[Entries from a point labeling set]
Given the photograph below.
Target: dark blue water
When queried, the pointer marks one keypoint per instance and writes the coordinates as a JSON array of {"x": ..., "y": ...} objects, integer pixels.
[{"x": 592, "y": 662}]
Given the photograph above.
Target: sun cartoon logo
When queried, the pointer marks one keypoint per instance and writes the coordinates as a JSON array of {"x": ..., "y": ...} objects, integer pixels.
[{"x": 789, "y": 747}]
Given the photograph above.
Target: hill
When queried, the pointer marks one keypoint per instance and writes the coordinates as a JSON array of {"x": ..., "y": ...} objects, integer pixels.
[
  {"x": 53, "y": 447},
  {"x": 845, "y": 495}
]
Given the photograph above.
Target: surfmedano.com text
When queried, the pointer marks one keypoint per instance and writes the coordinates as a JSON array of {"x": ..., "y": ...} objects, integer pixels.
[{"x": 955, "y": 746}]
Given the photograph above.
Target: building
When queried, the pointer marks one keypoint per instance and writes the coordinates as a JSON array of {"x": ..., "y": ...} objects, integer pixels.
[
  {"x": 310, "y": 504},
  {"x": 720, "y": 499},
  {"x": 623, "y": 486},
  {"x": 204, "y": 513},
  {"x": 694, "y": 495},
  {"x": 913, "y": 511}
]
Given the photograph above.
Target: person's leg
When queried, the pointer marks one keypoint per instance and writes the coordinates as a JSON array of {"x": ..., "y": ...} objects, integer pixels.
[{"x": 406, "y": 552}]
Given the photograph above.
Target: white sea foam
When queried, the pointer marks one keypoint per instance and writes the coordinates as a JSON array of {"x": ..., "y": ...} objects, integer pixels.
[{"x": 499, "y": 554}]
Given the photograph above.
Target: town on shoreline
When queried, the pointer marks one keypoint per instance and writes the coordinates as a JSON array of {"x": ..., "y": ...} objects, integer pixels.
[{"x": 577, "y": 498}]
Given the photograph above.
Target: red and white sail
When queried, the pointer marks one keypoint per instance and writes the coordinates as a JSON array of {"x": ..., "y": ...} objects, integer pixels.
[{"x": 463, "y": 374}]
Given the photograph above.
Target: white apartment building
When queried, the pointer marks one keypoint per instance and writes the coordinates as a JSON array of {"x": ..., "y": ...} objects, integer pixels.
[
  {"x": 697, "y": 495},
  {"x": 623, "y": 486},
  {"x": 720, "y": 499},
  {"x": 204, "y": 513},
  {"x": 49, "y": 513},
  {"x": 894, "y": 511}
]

■ AIM OF THE EXERCISE ■
Which lines in the entries above contain the word "building"? Copy each of them in full.

■ ANSWER IN FULL ■
Target: building
Target: white apartment building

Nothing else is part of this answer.